Task to carry out: How many lines in the records contain the word "pavement"? Give only the number.

Given data:
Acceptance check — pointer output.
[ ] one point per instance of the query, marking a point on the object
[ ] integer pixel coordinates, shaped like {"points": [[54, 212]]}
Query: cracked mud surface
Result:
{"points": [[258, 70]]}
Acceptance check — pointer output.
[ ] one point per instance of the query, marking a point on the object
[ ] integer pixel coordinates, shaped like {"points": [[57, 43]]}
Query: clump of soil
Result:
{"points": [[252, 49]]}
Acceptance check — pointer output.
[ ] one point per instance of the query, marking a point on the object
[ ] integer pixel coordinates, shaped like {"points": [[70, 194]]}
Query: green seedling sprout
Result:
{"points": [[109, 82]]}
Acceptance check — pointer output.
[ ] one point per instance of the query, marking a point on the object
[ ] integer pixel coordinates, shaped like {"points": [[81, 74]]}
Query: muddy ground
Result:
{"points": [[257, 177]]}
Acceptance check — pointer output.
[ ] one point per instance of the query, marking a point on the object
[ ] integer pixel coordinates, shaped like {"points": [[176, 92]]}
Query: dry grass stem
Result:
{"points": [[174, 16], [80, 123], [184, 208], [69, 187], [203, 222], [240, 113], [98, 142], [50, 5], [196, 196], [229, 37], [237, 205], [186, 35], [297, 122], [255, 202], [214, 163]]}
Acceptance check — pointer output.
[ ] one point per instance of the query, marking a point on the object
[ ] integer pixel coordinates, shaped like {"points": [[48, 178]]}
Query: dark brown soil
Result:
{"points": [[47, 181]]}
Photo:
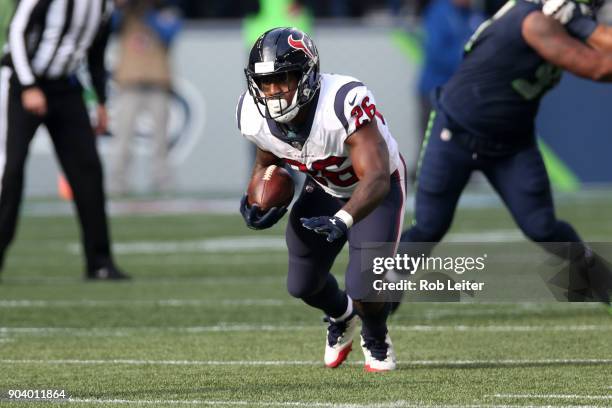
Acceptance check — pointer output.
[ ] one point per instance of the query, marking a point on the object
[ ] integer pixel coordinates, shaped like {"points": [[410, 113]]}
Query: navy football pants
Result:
{"points": [[519, 178], [311, 256]]}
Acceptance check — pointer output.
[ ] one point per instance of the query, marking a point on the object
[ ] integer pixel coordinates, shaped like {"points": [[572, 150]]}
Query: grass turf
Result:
{"points": [[217, 328]]}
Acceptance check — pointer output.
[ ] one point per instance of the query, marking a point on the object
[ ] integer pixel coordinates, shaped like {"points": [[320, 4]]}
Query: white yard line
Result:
{"points": [[161, 302], [417, 363], [237, 327], [212, 245]]}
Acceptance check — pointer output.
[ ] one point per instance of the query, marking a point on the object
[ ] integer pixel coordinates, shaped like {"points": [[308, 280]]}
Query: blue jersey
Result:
{"points": [[497, 89]]}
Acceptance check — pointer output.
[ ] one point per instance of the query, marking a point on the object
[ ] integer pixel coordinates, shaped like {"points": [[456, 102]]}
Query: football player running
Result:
{"points": [[328, 127], [484, 120]]}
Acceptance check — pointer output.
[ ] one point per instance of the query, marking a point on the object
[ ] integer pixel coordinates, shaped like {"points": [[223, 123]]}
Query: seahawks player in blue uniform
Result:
{"points": [[484, 119]]}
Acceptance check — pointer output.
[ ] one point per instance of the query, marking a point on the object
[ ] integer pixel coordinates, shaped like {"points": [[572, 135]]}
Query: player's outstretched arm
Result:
{"points": [[554, 44], [601, 39], [370, 157]]}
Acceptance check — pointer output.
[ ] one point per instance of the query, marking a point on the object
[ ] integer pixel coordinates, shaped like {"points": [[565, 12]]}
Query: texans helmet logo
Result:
{"points": [[300, 45]]}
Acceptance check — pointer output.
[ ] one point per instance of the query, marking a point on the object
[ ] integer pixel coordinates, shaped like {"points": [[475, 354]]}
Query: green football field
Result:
{"points": [[206, 321]]}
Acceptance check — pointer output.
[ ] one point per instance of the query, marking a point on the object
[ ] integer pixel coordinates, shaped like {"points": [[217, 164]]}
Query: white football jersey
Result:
{"points": [[344, 105]]}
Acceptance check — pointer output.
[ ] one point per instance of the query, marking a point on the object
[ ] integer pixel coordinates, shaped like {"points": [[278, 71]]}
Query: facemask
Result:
{"points": [[280, 111]]}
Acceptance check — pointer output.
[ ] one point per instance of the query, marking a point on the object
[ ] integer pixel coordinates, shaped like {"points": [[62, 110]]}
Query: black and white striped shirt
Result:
{"points": [[49, 39]]}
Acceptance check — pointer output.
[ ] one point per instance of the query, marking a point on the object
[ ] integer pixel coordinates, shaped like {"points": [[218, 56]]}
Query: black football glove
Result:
{"points": [[333, 227], [255, 218]]}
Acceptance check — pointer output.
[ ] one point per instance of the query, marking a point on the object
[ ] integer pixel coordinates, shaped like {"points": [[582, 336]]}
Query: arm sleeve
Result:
{"points": [[17, 42], [95, 60], [577, 19]]}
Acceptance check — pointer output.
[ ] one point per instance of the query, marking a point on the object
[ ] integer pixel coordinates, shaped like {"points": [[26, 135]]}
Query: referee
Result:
{"points": [[47, 43]]}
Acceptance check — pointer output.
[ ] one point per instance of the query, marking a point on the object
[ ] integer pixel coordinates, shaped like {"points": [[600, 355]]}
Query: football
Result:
{"points": [[271, 187]]}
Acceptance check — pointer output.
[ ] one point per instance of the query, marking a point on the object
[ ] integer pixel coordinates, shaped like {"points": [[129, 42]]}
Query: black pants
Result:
{"points": [[68, 124]]}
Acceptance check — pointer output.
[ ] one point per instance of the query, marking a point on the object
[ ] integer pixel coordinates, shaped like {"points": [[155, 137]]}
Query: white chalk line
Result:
{"points": [[233, 327], [244, 363], [211, 245], [313, 404], [246, 243]]}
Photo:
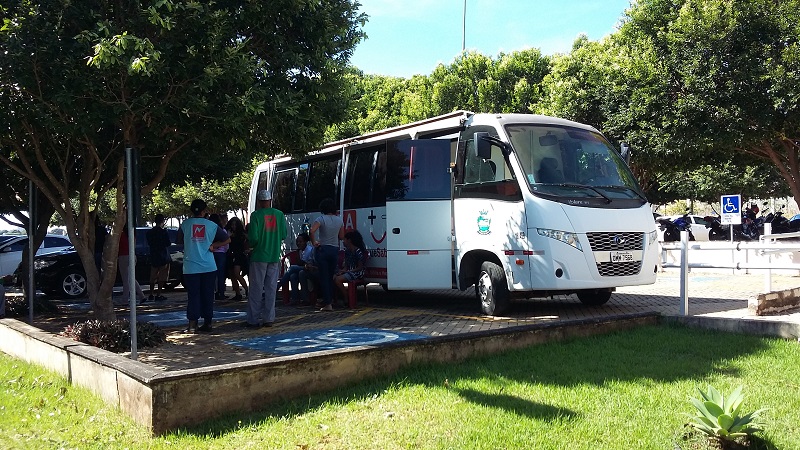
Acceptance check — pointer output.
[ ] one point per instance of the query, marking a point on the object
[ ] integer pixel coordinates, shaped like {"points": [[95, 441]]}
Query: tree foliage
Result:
{"points": [[198, 84], [720, 76]]}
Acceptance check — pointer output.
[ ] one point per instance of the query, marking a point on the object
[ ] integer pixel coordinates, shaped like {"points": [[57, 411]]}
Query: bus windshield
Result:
{"points": [[571, 162]]}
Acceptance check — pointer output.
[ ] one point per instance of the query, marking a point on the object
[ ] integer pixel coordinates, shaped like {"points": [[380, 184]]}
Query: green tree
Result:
{"points": [[195, 83], [715, 77]]}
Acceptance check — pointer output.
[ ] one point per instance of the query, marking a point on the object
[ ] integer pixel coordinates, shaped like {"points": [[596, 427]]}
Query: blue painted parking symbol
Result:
{"points": [[327, 339]]}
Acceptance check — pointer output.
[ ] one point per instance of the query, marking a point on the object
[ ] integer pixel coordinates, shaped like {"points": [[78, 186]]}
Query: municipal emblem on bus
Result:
{"points": [[484, 221]]}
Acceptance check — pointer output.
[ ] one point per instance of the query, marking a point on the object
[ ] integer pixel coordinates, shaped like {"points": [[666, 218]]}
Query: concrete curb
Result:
{"points": [[164, 401]]}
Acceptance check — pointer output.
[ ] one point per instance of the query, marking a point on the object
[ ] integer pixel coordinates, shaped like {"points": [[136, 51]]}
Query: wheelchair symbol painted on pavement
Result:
{"points": [[328, 339]]}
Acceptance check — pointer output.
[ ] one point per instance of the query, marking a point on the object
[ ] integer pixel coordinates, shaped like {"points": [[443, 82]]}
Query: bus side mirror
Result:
{"points": [[625, 151], [483, 146]]}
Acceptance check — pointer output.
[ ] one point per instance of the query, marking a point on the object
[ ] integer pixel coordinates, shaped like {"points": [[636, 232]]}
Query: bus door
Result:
{"points": [[418, 215]]}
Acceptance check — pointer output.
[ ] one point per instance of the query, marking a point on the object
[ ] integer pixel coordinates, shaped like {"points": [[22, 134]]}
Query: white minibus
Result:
{"points": [[516, 205]]}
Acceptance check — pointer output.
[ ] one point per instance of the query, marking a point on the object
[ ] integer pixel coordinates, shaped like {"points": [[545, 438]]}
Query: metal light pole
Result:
{"points": [[131, 226], [464, 29]]}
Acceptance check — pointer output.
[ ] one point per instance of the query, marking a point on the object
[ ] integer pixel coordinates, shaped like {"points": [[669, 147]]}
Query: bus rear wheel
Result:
{"points": [[492, 290], [594, 297]]}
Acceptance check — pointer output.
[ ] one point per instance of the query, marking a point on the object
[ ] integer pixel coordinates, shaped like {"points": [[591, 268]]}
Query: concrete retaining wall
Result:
{"points": [[164, 401], [775, 302], [755, 327]]}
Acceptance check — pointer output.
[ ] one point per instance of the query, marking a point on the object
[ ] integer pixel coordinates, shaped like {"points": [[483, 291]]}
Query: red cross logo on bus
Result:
{"points": [[270, 223], [198, 231]]}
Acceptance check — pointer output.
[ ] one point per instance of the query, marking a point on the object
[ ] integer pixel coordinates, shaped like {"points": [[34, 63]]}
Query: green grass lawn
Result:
{"points": [[627, 390]]}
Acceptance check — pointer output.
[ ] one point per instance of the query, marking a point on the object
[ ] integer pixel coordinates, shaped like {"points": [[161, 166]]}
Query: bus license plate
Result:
{"points": [[621, 256]]}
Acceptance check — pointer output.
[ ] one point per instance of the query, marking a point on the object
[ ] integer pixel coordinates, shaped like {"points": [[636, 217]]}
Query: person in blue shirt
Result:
{"points": [[294, 274], [200, 237]]}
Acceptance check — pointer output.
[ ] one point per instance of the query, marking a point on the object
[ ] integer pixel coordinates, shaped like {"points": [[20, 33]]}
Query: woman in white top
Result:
{"points": [[325, 233]]}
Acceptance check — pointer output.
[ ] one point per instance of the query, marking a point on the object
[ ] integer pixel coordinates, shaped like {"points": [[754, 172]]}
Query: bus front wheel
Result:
{"points": [[492, 289]]}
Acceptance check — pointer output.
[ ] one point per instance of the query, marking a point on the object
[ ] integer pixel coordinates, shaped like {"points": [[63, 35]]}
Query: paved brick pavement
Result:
{"points": [[417, 314]]}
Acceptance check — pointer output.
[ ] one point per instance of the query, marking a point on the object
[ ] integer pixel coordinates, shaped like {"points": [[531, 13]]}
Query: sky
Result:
{"points": [[409, 37]]}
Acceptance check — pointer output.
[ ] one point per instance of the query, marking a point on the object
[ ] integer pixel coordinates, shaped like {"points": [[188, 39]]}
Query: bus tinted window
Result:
{"points": [[417, 170], [300, 188], [359, 178], [283, 194], [323, 182]]}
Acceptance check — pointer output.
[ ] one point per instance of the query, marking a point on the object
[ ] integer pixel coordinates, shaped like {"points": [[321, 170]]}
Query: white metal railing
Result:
{"points": [[766, 246]]}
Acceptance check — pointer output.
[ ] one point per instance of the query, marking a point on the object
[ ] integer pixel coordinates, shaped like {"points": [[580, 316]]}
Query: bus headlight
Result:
{"points": [[566, 237]]}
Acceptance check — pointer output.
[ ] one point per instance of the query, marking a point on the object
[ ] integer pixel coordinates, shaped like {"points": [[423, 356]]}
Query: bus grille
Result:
{"points": [[617, 242], [608, 269]]}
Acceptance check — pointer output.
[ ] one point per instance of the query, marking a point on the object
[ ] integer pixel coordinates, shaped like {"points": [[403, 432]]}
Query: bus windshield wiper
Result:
{"points": [[579, 186], [627, 188]]}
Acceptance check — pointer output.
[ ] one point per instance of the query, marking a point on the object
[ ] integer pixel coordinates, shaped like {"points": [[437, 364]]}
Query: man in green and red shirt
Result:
{"points": [[266, 232]]}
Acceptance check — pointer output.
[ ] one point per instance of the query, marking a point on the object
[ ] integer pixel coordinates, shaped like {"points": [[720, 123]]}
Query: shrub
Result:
{"points": [[115, 335], [720, 417]]}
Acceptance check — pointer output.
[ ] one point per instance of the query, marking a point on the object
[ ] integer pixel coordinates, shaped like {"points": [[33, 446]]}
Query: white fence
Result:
{"points": [[766, 255]]}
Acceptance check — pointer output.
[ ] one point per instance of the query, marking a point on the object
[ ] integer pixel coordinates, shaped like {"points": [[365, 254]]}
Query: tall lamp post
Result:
{"points": [[464, 29]]}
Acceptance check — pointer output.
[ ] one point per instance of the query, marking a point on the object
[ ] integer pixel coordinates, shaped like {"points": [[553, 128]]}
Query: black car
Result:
{"points": [[61, 274]]}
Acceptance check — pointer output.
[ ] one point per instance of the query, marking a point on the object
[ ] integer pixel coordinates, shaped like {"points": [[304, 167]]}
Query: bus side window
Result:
{"points": [[323, 182], [379, 179], [300, 188], [283, 194], [359, 177], [487, 178]]}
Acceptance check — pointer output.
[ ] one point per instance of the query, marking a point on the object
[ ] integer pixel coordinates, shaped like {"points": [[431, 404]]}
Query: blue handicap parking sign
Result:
{"points": [[731, 209], [731, 204], [325, 339]]}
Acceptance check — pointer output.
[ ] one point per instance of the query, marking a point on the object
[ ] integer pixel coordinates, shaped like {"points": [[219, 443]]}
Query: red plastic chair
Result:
{"points": [[352, 286]]}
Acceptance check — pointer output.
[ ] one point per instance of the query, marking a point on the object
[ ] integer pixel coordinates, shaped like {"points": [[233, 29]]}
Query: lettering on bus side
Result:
{"points": [[377, 253]]}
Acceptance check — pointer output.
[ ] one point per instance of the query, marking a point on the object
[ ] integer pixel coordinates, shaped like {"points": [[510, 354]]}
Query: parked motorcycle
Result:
{"points": [[672, 229], [716, 232]]}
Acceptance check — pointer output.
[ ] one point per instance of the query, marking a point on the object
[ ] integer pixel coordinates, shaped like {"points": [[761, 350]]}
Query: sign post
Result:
{"points": [[731, 211]]}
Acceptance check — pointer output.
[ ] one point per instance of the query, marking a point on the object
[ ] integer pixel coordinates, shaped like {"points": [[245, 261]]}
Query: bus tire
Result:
{"points": [[594, 297], [492, 290]]}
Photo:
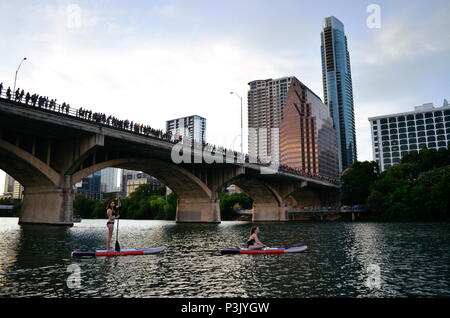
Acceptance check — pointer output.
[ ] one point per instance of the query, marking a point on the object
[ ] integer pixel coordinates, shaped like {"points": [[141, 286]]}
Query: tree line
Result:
{"points": [[417, 189], [146, 203]]}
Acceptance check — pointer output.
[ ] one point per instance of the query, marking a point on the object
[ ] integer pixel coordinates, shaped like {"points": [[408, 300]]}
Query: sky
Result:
{"points": [[151, 61]]}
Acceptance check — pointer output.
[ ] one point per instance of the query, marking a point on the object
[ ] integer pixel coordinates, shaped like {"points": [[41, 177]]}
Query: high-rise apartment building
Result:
{"points": [[337, 88], [90, 187], [192, 128], [307, 137], [393, 136], [131, 180], [266, 103]]}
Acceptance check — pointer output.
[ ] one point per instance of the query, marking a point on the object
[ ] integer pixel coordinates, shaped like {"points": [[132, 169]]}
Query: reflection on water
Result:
{"points": [[413, 259]]}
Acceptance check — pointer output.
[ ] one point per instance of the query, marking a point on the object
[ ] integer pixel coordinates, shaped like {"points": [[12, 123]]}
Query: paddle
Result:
{"points": [[117, 238]]}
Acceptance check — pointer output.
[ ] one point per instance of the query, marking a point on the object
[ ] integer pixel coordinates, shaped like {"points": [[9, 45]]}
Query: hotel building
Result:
{"points": [[393, 136]]}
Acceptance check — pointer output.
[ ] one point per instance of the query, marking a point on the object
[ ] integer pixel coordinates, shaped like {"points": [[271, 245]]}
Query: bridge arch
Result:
{"points": [[267, 202], [195, 200]]}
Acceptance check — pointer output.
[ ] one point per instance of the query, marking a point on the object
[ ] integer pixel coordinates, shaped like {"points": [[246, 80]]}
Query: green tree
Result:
{"points": [[356, 182]]}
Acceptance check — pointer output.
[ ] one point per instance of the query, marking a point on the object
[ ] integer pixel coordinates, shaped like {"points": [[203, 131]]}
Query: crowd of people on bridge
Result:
{"points": [[45, 102], [308, 174]]}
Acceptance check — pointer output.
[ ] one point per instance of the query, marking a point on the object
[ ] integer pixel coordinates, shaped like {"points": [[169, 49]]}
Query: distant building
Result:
{"points": [[266, 103], [108, 180], [191, 128], [337, 88], [307, 137], [395, 135]]}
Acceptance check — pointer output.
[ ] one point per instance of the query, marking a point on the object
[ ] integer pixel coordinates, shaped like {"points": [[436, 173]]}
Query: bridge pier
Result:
{"points": [[201, 211], [47, 206]]}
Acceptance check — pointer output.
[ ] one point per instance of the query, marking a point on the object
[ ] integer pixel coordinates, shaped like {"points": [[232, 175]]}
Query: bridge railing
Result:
{"points": [[44, 103]]}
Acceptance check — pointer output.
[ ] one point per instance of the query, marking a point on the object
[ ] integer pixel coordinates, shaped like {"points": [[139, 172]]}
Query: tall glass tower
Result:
{"points": [[337, 88]]}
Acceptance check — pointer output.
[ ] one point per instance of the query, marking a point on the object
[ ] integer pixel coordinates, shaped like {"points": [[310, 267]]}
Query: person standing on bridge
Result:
{"points": [[254, 242], [111, 210]]}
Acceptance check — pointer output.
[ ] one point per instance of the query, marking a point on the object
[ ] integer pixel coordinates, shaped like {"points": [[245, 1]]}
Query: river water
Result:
{"points": [[344, 259]]}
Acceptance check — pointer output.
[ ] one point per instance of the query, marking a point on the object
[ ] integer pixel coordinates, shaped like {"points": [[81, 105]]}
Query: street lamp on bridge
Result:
{"points": [[15, 79], [242, 125]]}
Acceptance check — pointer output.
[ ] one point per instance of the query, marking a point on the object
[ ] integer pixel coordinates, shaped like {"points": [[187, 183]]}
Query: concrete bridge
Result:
{"points": [[49, 150]]}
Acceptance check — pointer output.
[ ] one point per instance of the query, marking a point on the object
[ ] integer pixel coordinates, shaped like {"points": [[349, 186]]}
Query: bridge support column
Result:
{"points": [[191, 210], [269, 212], [47, 206]]}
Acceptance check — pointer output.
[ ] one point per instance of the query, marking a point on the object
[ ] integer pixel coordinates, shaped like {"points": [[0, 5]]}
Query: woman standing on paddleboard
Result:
{"points": [[254, 242], [111, 210]]}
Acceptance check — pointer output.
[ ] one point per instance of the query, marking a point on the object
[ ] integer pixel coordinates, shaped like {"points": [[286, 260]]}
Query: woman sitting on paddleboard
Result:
{"points": [[111, 210], [254, 242]]}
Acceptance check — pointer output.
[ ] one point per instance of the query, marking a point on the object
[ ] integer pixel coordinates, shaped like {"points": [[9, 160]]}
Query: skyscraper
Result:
{"points": [[307, 136], [395, 135], [192, 127], [266, 103], [337, 88]]}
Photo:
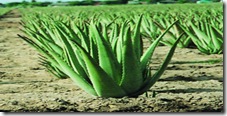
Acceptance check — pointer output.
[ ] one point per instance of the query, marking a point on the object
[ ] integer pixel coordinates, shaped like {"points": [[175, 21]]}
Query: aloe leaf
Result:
{"points": [[216, 38], [132, 76], [147, 55], [73, 61], [106, 57], [136, 39], [150, 81], [103, 84]]}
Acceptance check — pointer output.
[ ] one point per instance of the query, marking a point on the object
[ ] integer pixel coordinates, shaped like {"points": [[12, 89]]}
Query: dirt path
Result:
{"points": [[26, 86]]}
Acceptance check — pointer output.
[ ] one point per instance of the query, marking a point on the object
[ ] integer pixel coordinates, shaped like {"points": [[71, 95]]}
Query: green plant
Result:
{"points": [[105, 63], [208, 39], [175, 32]]}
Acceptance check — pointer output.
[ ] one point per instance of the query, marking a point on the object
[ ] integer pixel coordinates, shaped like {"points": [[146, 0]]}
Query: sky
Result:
{"points": [[7, 1]]}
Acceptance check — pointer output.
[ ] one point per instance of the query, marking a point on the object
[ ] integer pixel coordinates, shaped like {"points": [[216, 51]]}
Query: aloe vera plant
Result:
{"points": [[175, 32], [207, 38], [105, 62]]}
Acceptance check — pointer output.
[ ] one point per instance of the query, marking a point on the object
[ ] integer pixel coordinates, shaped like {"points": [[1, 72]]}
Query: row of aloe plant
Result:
{"points": [[103, 53], [104, 60]]}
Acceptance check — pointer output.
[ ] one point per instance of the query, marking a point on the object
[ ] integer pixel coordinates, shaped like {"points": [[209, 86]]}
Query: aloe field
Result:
{"points": [[117, 58]]}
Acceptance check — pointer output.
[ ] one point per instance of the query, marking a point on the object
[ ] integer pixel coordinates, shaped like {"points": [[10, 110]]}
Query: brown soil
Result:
{"points": [[27, 87]]}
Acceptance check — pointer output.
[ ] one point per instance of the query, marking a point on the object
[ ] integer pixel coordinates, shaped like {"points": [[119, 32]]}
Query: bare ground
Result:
{"points": [[27, 87]]}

Completed exercise: 2